## START Extracted text

Eight out of 10 of the last American presidents agree that Israel should retain some of the West Bank of the Jordan River forever, or the Golan Heights, or both.

Presidents Johnson, Nixon, Ford, Carter, Reagan, Clinton, W. Bush, Trump — every president except H. W. Bush and Obama — agreed that the Arab-Israel armistice borders of 1949, which were erased during the Six Day War of 1967, should not return.

This presidential view began with UN Resolution 242, passed in 1967. That may sound like ancient history, but UN 242 remains the agreed upon plan for peace between Israel and the Palestinians. Everybody demands adherence to UN 242. It calls for Israel to withdraw from “territories” it captured in 1967, but not from “all territories.” This wording is deliberate, as testified to by the person who wrote 242, the US ambassador to the UN at the time, Arthur Goldberg.

Fast forward. In 1982, Israel withdrew from the Sinai Peninsula, the largest swath of territory it captured in 1967. In 1995, Israel withdrew from the Gaza Strip. Israel has not withdrawn from the territory it captured from Syria, the Golan Heights.

Which leaves the West Bank of the Jordan River. Every American president since 1967, except Obama and H. W. Bush, has stated that Israel must retain some of the West Bank to save itself from mortal danger.

President Lyndon B. Johnson: “It is clear . . . that a return to the situation of 4 June 1967 will not bring peace. There must be secure . . . borders. Some such lines must be agreed to by the neighbors involved.”

President Richard Nixon: “You [Henry Kissinger] and I know they [they Israelis] can’t go back to the other [pre-1967] borders.”

President Gerald Ford: “The US has not developed a final position on the borders. Should it do so it will give great weight to Israel’s position that any peace agreement with Syria must be predicated on Israel remaining on the Golan Heights.” And: “ . . . we have been engaged for the last two years in a peacemaking effort . . . this effort will continue until the achievement of a negotiated peace as foreseen by UN Security Council Resolutions 242 and 338.”

## END Extracted text

Request A
Copy out the records word for word, between the line holding "Indicate the interpretive" and the last line of the records, inclusive.
The text and the records have nothing to do with each other.

## START The data

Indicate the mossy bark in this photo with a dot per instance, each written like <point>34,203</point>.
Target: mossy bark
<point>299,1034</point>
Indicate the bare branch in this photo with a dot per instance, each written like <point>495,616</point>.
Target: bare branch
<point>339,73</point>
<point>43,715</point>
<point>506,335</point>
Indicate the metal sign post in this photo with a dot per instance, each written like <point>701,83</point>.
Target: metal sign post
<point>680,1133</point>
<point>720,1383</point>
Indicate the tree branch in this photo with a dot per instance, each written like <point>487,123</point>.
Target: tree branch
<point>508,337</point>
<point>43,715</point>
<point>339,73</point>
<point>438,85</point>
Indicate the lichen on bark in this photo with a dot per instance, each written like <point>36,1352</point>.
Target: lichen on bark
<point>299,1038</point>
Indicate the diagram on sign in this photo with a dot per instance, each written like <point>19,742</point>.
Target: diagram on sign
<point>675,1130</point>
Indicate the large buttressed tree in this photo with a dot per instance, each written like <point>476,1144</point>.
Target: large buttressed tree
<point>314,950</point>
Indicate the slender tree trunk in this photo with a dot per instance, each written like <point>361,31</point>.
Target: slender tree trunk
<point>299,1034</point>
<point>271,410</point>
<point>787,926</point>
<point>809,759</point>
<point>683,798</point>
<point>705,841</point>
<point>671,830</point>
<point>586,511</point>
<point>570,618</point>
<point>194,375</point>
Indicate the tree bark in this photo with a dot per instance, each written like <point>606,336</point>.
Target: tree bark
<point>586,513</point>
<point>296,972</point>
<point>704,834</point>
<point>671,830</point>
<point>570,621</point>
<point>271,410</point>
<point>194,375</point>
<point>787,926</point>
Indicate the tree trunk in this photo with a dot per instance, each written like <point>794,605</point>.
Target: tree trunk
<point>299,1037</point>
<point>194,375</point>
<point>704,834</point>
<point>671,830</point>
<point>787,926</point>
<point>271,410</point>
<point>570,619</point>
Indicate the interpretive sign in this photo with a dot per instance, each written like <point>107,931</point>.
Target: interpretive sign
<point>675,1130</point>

## END The data

Request B
In the text on U.S. presidents and Israel's borders, write out the part between "Fast forward. In" and "from mortal danger.", inclusive, with "swath" changed to "stretch".

Exercise output A
Indicate the interpretive sign in this photo with a dot per instance, each written like <point>107,931</point>.
Target: interpretive sign
<point>675,1130</point>

Exercise output B
Fast forward. In 1982, Israel withdrew from the Sinai Peninsula, the largest stretch of territory it captured in 1967. In 1995, Israel withdrew from the Gaza Strip. Israel has not withdrawn from the territory it captured from Syria, the Golan Heights.

Which leaves the West Bank of the Jordan River. Every American president since 1967, except Obama and H. W. Bush, has stated that Israel must retain some of the West Bank to save itself from mortal danger.